CONSIGNE A
Répondez à ces questions d'après le texte ci-dessous sur la LNA 11 :
(i) Quelle était la vitesse de pointe de la LNA 11, et sur quel rapport l'atteignait-elle ?
(ii) Autour de quel chiffre les constructeurs de citadines se battaient-ils à cette époque ?
(iii) Chez Peugeot et Citroën, de quelles couleurs étaient les témoins de l'éconoscope ?

#### TEXTE PROPOSÉ ####

Ce sont des jours qu’un dicton populaire prétend particulièrement longs. Moins longs cependant, en tout état de cause, que la boîte de la LNA 11, tellement mal étagée que l’auto atteignait sa vitesse de pointe (140 km/h quand même) en troisième ! En l’espèce, la quatrième n’était qu’une vitesse d’autoroute — à condition, bien entendu, que ladite autoroute soit rigoureusement plane. « Helena tire trop long », titra alors finement l’Auto-Journal… Mais, dame ! C’était l’époque où les constructeurs de citadines se battaient comme des chiffonniers autour d’un seul chiffre : la consommation normalisée à 90 km/h. Les marketeurs de PSA et Renault auraient vendu leur grand-mère à un proxénète bulgare si ça leur avait permis de gagner ne serait-ce qu’un dixième de litre sur leurs concurrents. Ne reculant devant aucune perversion, ils avaient même poussé le vice jusqu’à installer un éconoscope (ou économètre selon les marques) dans un grand nombre de modèles. Chez Peugeot et Citroën, il s’agissait d’un stupide bouton lumineux muni d’un témoin jaune et d’un autre orangé, qui s’allumaient successivement dès que le conducteur, candidement désireux de se mouvoir, appuyait franchement sur l’accélérateur. L’inutilité du dispositif ne choqua pas grand-monde, c’était la crise et la démagogie battait son plein : dans ces années-là, nous avons vu bien des gens se rengorger parce qu’ils avaient réussi à parcourir quatre kilomètres sans qu’aucun des voyants fatidiques ne s’éclaire.

#### LIGNES D'ENTRÉE ####

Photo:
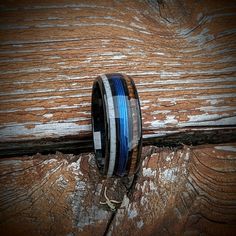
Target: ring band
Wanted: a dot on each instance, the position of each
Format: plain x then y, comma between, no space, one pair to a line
117,125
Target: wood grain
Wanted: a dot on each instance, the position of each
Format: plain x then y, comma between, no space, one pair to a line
188,191
180,54
182,192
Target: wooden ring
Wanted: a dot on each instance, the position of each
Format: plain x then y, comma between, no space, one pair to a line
117,125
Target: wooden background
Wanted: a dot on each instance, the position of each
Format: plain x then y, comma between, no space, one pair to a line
181,55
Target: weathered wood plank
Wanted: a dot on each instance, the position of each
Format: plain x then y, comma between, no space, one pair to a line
188,191
181,57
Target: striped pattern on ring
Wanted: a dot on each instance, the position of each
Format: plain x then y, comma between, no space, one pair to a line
111,125
123,124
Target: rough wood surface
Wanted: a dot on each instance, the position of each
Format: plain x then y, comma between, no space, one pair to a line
189,191
180,54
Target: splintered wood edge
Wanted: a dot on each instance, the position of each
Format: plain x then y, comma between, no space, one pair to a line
188,190
181,58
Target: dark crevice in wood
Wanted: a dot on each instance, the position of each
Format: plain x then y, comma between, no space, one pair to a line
76,145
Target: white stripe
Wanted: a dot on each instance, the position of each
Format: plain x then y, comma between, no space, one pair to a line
112,128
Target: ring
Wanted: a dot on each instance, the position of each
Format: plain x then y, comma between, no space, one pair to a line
116,125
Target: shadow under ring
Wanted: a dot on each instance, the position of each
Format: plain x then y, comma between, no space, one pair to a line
116,124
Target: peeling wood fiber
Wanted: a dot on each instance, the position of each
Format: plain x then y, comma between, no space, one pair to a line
188,191
180,54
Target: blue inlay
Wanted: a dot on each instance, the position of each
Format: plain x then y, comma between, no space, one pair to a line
122,107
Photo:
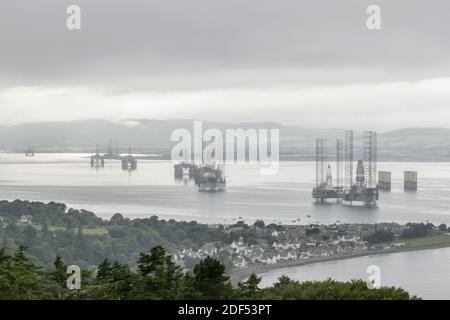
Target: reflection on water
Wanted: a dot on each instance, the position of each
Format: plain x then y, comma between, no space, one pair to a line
423,273
151,190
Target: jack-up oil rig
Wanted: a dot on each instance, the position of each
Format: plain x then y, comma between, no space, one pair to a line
129,162
97,160
364,189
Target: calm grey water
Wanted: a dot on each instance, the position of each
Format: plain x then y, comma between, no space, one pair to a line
284,198
423,273
151,189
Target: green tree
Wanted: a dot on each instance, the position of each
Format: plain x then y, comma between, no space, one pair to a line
249,289
160,278
210,280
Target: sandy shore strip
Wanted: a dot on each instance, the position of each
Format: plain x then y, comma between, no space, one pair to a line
242,274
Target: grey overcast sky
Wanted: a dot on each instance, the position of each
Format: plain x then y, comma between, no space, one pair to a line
307,63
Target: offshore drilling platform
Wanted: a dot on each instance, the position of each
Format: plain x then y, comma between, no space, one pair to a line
364,188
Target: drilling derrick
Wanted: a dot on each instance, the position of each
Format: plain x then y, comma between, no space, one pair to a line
365,189
370,158
339,149
324,188
348,159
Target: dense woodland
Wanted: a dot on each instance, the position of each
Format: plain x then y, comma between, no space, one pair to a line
158,277
117,264
84,239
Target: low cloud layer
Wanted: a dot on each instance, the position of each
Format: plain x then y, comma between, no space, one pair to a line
308,63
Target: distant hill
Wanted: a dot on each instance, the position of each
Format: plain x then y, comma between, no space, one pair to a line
149,136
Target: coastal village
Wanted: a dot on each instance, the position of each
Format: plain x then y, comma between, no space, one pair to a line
293,243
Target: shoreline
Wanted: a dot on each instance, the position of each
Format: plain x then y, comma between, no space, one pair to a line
243,274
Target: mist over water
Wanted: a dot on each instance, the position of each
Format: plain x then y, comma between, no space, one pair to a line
152,190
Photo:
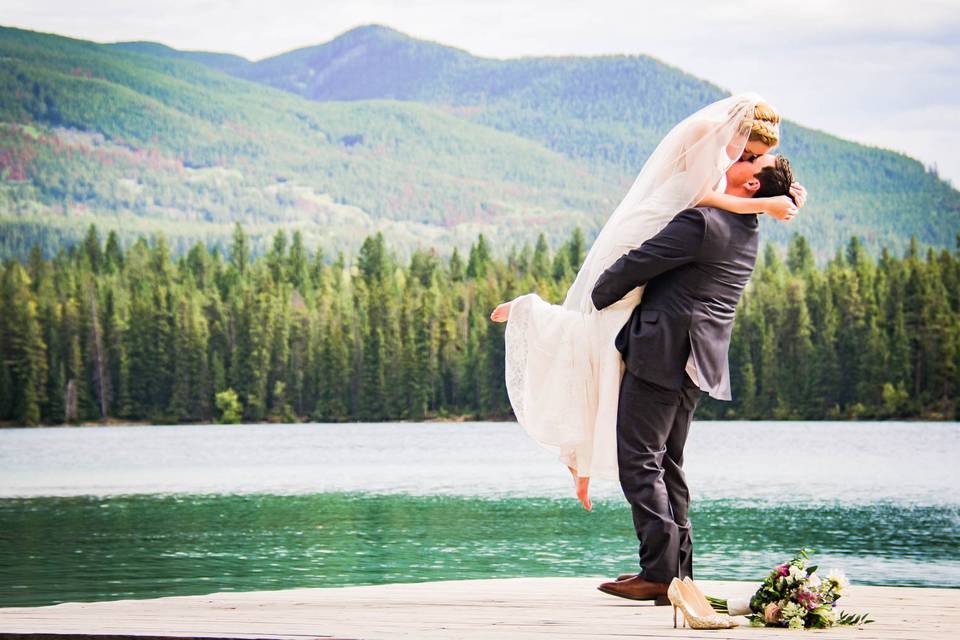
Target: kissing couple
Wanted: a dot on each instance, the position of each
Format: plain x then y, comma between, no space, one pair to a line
610,379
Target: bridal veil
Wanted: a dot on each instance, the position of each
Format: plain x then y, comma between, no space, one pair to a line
562,370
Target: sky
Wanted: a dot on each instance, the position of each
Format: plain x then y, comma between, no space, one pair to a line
879,72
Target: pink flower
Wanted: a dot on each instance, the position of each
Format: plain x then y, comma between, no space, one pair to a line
771,613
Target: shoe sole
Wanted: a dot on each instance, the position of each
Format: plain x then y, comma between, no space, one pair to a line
659,601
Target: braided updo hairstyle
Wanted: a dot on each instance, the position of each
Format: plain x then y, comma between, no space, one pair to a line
766,123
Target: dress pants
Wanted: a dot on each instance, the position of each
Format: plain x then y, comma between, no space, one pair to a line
652,427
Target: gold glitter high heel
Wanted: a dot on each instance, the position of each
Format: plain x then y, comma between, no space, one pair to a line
681,597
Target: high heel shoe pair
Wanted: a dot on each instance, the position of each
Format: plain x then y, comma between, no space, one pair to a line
686,596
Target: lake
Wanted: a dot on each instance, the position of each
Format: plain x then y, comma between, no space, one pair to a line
99,513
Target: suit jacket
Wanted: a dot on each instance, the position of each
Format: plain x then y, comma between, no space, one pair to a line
695,271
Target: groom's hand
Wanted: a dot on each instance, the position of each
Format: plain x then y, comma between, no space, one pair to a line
781,208
799,194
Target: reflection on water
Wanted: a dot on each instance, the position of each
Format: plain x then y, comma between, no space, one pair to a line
106,513
86,548
910,463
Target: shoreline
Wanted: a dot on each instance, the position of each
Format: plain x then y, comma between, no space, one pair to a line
512,608
113,422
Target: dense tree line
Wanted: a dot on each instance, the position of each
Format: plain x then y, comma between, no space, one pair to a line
99,331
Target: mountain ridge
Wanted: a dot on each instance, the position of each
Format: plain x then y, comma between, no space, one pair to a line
455,142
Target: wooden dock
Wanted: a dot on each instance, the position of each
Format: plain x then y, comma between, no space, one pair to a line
521,608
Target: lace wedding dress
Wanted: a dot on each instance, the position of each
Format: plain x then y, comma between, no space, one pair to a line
562,369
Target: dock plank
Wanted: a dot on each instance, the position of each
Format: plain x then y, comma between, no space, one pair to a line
521,608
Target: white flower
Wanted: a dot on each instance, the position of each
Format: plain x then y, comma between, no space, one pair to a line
793,610
838,579
796,573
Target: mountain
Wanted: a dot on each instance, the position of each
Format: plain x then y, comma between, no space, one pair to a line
222,61
378,130
144,143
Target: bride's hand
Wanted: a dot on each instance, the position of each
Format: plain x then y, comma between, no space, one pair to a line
501,313
781,208
799,194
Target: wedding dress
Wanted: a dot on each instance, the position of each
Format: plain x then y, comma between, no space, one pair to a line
562,370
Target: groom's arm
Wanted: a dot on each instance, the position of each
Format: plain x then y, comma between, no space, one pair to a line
677,244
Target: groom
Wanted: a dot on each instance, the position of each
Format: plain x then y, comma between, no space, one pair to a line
674,346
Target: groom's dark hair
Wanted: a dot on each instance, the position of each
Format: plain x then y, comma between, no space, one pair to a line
775,180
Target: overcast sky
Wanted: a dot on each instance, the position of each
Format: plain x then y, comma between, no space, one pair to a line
876,71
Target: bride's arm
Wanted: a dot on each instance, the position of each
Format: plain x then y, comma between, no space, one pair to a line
780,207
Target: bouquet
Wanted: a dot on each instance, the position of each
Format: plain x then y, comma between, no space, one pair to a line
794,596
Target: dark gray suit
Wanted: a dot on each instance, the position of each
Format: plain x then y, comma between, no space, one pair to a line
695,271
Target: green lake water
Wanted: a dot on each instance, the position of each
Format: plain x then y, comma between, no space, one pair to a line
136,512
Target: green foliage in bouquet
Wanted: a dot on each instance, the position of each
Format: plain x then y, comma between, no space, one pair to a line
794,596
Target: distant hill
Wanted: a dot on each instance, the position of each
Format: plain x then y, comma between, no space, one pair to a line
222,61
377,130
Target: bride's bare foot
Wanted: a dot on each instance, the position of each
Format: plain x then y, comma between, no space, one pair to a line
501,313
582,485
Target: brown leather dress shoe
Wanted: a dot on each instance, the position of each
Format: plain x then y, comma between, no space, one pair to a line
637,588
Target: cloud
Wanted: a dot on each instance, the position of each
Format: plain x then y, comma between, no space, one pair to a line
863,69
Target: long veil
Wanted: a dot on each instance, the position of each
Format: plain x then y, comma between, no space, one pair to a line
562,370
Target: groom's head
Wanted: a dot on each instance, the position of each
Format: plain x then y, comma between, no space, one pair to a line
766,176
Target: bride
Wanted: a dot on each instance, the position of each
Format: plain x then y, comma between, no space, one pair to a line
562,370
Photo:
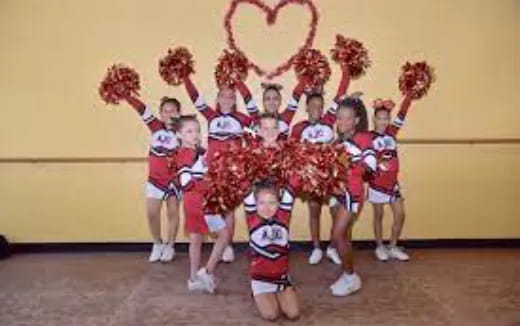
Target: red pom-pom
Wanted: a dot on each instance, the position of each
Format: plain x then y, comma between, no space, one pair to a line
351,54
312,66
176,65
321,168
231,67
119,83
228,176
416,79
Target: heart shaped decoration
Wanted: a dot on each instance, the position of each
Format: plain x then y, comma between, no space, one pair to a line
271,14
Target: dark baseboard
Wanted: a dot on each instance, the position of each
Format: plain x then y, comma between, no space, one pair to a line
77,247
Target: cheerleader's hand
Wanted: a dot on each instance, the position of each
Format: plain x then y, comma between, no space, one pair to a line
384,166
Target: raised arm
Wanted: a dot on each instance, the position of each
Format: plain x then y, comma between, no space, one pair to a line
330,117
292,105
250,103
198,100
398,122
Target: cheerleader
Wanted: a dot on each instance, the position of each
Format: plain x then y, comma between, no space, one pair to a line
384,186
272,100
352,126
161,186
225,127
319,128
191,167
268,220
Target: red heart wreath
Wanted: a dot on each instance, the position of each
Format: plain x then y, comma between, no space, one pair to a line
272,13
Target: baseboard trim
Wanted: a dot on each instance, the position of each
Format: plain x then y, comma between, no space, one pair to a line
78,247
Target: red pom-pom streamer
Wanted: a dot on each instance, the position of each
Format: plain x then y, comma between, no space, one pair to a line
176,65
313,66
416,79
231,67
351,54
321,168
119,83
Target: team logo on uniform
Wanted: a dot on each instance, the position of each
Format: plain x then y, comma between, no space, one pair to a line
164,139
223,124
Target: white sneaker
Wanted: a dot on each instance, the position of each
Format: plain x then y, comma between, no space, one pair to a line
228,255
346,284
207,280
316,256
168,253
195,285
156,253
397,253
332,254
382,253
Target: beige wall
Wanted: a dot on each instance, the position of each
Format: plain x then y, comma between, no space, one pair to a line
53,54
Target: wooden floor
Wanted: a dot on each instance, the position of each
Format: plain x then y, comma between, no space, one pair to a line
438,287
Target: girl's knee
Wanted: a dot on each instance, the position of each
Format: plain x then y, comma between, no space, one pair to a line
292,314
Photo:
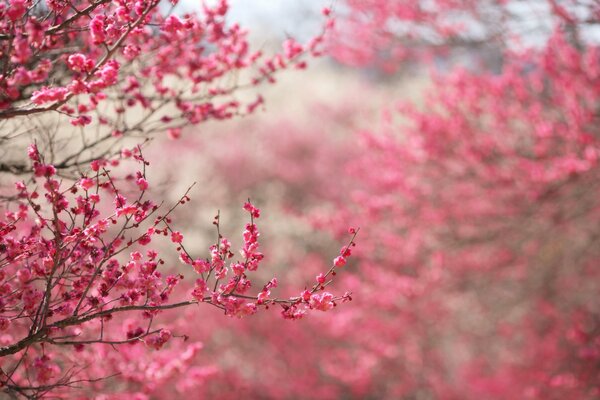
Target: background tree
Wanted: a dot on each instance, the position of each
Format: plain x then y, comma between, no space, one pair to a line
84,85
477,271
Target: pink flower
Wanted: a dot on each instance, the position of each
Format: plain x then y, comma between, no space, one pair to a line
339,261
176,237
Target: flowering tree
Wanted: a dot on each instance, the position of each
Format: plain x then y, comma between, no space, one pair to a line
477,274
80,268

####

CONSIGNE B
Relevez, s'il vous plaît, chaque ligne du listing contenant la chaîne "dress". La casse compte.

SOLUTION RÉDIGÉE A
(i) 140 km/h, atteints en troisième.
(ii) La consommation normalisée à 90 km/h.
(iii) Un témoin jaune et un autre orangé.

SOLUTION RÉDIGÉE B
Target: dress pants
Target: lace wedding dress
Target: wedding dress
Target: brown leather dress shoe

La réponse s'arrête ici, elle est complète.